▶ **Work task 1**
According to the design notes, where are per-agent model overrides stored?
▶ **Work task 2**
List every setting in the new Providers section described in the design notes.
▶ **Work task 3**
Continue the design notes on seamless model switching from the point where they stop.

BEGIN Extract provided

The sidebar is unchanged.

Settings

A new Providers section sits alongside the existing Anthropic / TTS / STT config:

  • OpenAI API key (for GPT models in OpenCode)
  • Google API key (for Gemini in OpenCode)
  • Ollama URL (for local models)

Per-agent model overrides are stored in agents.json alongside the existing model and backend fields.

Seamless Model Switching

When an agent switches backends — or when you restart an agent that was previously running a different model — the new model needs to catch up on what it missed. Today this is crude: the hub dumps a generic context summary every time an agent restarts, regardless of whether it actually needs one.

The new design is smarter:

The Read Cursor

history.json gains a read_cursors map — one entry per (agent, model) pair, storing the index of the last message that model processed. On startup, the hub compares the cursor to the current message count:

  • Cursor at end — this model has seen everything. Skip injection.
  • Cursor behind — messages arrived since this model was last active. Inject the delta.

END Extract provided
BEGIN Material provided

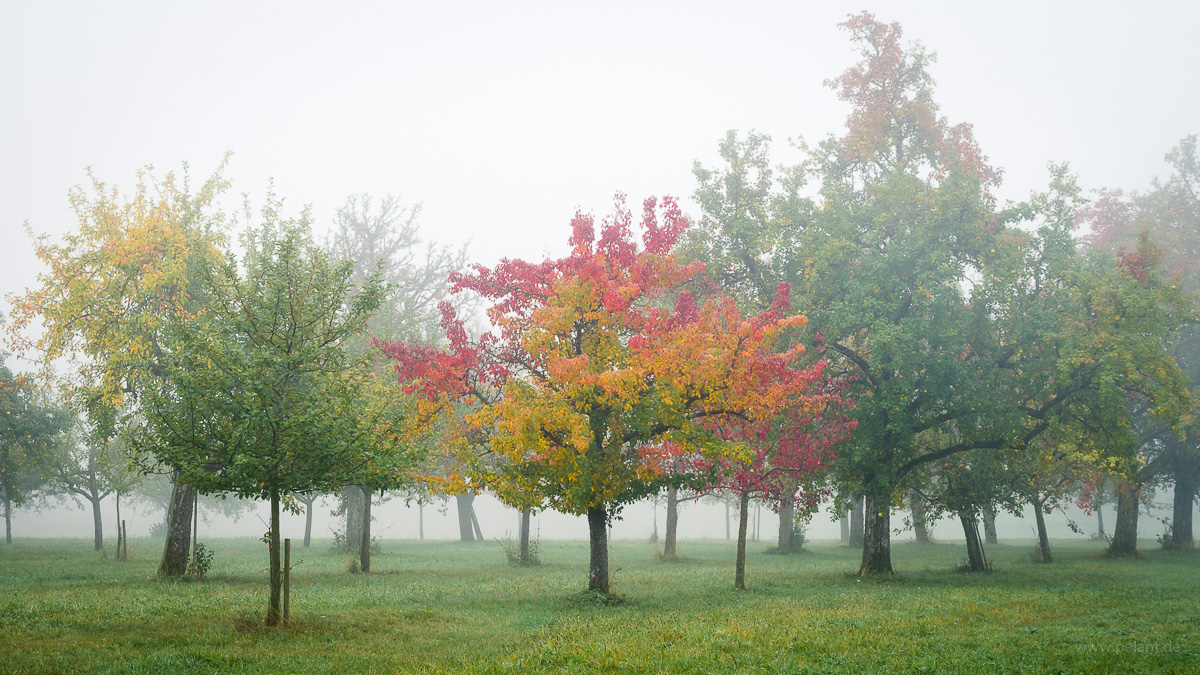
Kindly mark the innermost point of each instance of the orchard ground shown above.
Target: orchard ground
(451, 607)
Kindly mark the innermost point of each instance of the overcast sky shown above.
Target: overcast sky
(503, 118)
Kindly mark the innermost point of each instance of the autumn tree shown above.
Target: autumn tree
(781, 458)
(262, 399)
(595, 376)
(112, 290)
(90, 467)
(383, 237)
(748, 238)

END Material provided

▶ **Response box 1**
They are stored in agents.json, alongside the existing model and backend fields.

▶ **Response box 2**
- OpenAI API key (for GPT models in OpenCode)
- Google API key (for Gemini in OpenCode)
- Ollama URL (for local models)

▶ **Response box 3**
{
  "messages": [...],
  "read_cursors": {
    "claude-opus-4-6": 142,
    "gpt-5": 89
  }
}

Catch-Up Context

The catch-up injects exactly the messages this model missed — from its cursor position to the current end of history. If only two messages came in while the model was away, it gets two messages. If fifty came in, it gets fifty.

The cap is 50 messages (configurable). If the delta exceeds the cap, the most recent 50 are used. The model gets what it needs to be useful right now, not a full replay of everything it ever missed.

The filter is important: tool calls are stripped. The catch-up only contains human-readable conversation — user messages and assistant text responses. No Bash(...) calls, no tool inputs, no bare acks. Just the chat.

The goal is that from the agent's perspective, there was no interruption. It reads the delta, understands where things stand, and responds as if it had been there all along.

On startup with GPT-5 (cursor at 89, history at 142): 1. Hub computes delta: messages 89–142 = 53 messages 2. Filters to conversational text only: say 31 messages remain 3. Injects as system block before first user message 4. Agent responds — cursor for gpt-5 advances to 142

If Claude Opus resumes next, its cursor is already at 142 (it was last active). Skip injection.

Implementation Plan

Phase 1 — Foundation

  • OpenCodeBackend class: spawn, terminate, deliver_message (HTTP POST), capture_pane
  • Bridge TypeScript plugin: translates OpenCode hook events to POST /api/hooks/tool-status
  • opencode.json template generation (replaces CLAUDE.md for OpenCode agents)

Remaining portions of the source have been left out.